Whenever a line below includes the word "brick", copy that line.

Referring expression data:

*****

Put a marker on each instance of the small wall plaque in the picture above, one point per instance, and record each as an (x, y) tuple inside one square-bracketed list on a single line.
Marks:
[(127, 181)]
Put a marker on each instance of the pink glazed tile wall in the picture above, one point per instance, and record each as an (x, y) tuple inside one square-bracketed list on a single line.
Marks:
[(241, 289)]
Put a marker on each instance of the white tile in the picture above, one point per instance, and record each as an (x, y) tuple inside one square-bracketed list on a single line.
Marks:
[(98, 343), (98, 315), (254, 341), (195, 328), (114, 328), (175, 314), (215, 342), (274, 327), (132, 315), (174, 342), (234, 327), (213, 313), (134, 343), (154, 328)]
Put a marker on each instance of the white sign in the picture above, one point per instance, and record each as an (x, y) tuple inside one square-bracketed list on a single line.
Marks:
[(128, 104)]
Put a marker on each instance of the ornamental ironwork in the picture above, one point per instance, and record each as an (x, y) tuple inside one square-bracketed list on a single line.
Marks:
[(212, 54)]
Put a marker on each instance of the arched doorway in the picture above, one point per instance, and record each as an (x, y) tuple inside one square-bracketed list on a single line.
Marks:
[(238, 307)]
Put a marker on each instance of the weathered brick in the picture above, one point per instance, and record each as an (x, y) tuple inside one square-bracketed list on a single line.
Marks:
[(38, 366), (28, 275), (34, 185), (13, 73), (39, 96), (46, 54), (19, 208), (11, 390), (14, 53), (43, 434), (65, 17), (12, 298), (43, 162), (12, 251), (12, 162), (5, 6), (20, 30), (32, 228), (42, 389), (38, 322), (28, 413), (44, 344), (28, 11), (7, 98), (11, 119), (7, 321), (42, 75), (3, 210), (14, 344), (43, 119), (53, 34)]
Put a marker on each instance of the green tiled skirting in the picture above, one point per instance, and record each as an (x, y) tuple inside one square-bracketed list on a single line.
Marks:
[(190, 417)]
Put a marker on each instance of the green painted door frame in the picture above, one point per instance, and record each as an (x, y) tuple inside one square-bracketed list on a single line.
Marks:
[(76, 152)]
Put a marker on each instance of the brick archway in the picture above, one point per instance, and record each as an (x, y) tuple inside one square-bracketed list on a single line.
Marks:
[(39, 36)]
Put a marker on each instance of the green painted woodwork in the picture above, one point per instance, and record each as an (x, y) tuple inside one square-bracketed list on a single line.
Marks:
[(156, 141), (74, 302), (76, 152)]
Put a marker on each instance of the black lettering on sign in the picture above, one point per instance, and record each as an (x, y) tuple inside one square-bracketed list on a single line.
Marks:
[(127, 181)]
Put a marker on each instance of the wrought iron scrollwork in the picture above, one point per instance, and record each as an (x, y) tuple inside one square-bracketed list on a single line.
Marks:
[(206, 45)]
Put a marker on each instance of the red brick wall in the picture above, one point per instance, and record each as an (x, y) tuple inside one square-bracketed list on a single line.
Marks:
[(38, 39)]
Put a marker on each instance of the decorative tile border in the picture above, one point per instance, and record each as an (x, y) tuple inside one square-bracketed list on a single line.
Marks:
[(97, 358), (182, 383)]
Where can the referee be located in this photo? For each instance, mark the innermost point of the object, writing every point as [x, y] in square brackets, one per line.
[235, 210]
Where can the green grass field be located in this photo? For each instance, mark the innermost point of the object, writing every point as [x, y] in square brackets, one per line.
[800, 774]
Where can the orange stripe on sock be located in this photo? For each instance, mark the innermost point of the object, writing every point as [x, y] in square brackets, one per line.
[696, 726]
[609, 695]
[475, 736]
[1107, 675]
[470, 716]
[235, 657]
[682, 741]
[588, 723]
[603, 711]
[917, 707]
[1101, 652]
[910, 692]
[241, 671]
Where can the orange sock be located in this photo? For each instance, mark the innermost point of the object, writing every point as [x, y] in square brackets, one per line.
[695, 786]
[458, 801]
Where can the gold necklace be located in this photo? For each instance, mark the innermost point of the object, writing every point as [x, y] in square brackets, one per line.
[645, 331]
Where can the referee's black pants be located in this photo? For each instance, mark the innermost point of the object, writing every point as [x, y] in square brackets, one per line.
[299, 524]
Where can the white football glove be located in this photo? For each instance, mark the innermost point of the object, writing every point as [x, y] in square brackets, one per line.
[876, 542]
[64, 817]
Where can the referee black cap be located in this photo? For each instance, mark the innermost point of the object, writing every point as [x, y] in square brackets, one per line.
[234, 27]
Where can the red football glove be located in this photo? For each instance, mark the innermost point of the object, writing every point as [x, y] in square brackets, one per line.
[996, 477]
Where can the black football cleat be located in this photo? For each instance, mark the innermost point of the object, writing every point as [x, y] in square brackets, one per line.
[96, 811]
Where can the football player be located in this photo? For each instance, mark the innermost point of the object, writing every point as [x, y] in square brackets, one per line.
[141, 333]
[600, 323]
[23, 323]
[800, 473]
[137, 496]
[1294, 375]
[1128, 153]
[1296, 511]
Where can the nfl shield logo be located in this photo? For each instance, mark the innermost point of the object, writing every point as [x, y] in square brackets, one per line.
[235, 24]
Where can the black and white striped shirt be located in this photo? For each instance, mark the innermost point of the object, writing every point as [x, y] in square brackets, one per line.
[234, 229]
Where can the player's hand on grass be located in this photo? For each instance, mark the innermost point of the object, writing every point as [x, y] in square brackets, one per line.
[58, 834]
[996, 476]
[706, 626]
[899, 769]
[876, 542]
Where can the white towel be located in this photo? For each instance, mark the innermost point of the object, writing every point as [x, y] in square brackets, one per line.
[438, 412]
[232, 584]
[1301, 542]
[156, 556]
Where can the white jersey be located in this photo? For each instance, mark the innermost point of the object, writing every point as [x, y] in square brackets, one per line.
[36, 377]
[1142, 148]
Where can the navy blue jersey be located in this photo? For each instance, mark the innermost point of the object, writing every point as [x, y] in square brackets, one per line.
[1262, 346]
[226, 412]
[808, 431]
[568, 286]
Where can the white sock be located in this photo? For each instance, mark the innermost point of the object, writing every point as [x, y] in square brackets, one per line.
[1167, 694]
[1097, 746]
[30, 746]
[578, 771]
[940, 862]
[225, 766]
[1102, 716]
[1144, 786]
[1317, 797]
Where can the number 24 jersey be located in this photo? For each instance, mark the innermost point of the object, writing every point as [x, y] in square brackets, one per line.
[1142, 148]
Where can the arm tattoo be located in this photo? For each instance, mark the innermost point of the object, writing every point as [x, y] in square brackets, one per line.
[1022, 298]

*****

→ **TASK OUTPUT**
Put a marker on each instance of the weathered brick in the picture above, one point per instance, and record each as an (x, y) tuple inside one square-bracketed list on a single line.
Put a marker on each instance of the brick archway in the picture above, one point per instance, and record each as an (x, y) tuple inside one square-bracketed list on a single line.
Put a marker on each instance of the red brick wall in the picture above, one point per instance, and record each as an (x, y) tuple inside one square-bracketed list on a single line.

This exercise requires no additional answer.